=== Begin Enclosure ===

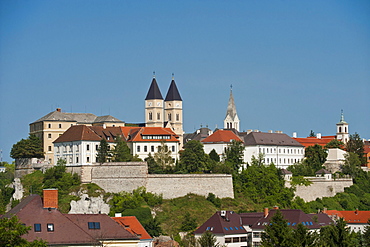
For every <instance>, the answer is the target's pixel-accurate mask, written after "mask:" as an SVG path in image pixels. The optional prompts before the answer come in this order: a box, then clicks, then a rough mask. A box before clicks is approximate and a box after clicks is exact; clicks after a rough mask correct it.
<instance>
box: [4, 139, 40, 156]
mask: <svg viewBox="0 0 370 247" xmlns="http://www.w3.org/2000/svg"><path fill="white" fill-rule="evenodd" d="M10 157H12V158H13V159H18V158H44V150H43V147H42V141H41V139H40V138H38V137H37V136H35V135H30V136H29V137H28V139H22V140H20V141H19V142H17V143H16V144H14V145H13V147H12V150H11V151H10Z"/></svg>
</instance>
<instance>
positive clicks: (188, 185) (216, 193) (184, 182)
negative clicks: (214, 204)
mask: <svg viewBox="0 0 370 247" xmlns="http://www.w3.org/2000/svg"><path fill="white" fill-rule="evenodd" d="M146 188H147V191H150V192H154V193H157V194H163V198H164V199H170V198H175V197H180V196H185V195H186V194H188V193H194V194H197V195H203V196H208V193H213V194H215V195H216V196H218V197H220V198H224V197H231V198H234V190H233V181H232V176H231V175H228V174H150V175H148V180H147V186H146Z"/></svg>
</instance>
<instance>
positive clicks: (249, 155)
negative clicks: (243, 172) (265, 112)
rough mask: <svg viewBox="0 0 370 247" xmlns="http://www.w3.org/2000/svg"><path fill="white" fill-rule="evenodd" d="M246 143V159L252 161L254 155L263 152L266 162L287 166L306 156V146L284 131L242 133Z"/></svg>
mask: <svg viewBox="0 0 370 247" xmlns="http://www.w3.org/2000/svg"><path fill="white" fill-rule="evenodd" d="M240 135H242V137H243V141H244V145H245V151H244V161H245V163H251V161H252V156H254V157H258V156H259V154H263V155H264V158H265V163H266V164H271V163H274V164H275V165H276V166H277V167H278V168H287V167H288V166H290V165H294V164H295V163H297V162H300V161H302V159H303V158H304V146H303V145H301V144H300V143H299V142H297V141H295V140H293V139H292V138H290V137H289V136H288V135H287V134H284V133H272V132H269V133H264V132H251V133H241V134H240Z"/></svg>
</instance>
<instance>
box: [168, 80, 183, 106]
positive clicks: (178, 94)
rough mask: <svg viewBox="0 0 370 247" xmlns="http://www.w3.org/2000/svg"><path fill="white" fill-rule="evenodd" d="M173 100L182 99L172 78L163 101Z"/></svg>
mask: <svg viewBox="0 0 370 247" xmlns="http://www.w3.org/2000/svg"><path fill="white" fill-rule="evenodd" d="M173 100H177V101H182V99H181V96H180V93H179V90H178V89H177V86H176V83H175V80H174V79H172V81H171V84H170V88H169V89H168V92H167V95H166V99H165V101H173Z"/></svg>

=== End Enclosure ===

DESCRIPTION OF THE TASK
Copy all lines of the records that have the string "positive" in them.

ANSWER SECTION
positive clicks: (188, 185) (216, 193) (184, 182)
positive clicks: (249, 155)
positive clicks: (178, 94)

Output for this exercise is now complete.